Required action
The copy has to match the records word for word and include no pictures.

Image-grounded pointing data
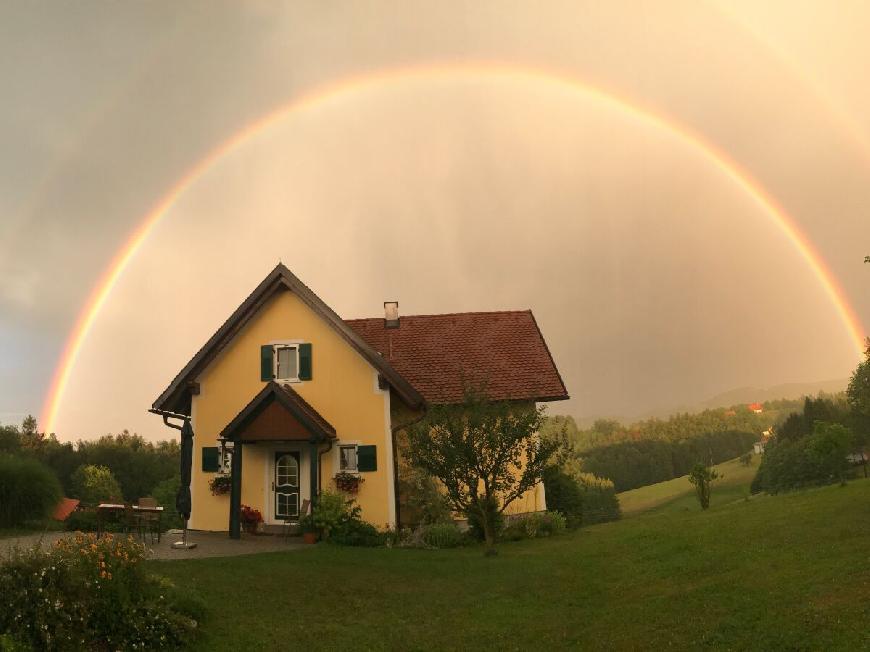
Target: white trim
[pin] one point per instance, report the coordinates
(391, 480)
(304, 477)
(336, 454)
(276, 344)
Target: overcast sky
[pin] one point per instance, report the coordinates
(657, 280)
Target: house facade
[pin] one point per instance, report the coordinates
(286, 395)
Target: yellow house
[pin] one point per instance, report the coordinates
(286, 396)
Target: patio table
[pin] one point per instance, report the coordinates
(104, 509)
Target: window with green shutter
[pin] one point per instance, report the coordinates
(305, 362)
(366, 458)
(210, 459)
(285, 361)
(267, 371)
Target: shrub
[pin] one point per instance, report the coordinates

Solved problem
Target: white trim
[pin] one point per instance, report the coordinates
(391, 480)
(304, 477)
(336, 454)
(276, 344)
Target: overcast sky
[pin] one point per instance, report the coordinates
(657, 280)
Target: house facade
[pin] one point per instance, report the coordinates
(286, 395)
Target: yellow house
[pin] one point per instance, report the coordinates
(286, 396)
Target: patio table
[pin] one point per instance, report the coordinates
(104, 509)
Target: window with green shutter
[pin] one point per instance, report the coordinates
(305, 362)
(366, 458)
(210, 459)
(285, 361)
(267, 371)
Target: shrub
[pin] one point per instance, report the coordinates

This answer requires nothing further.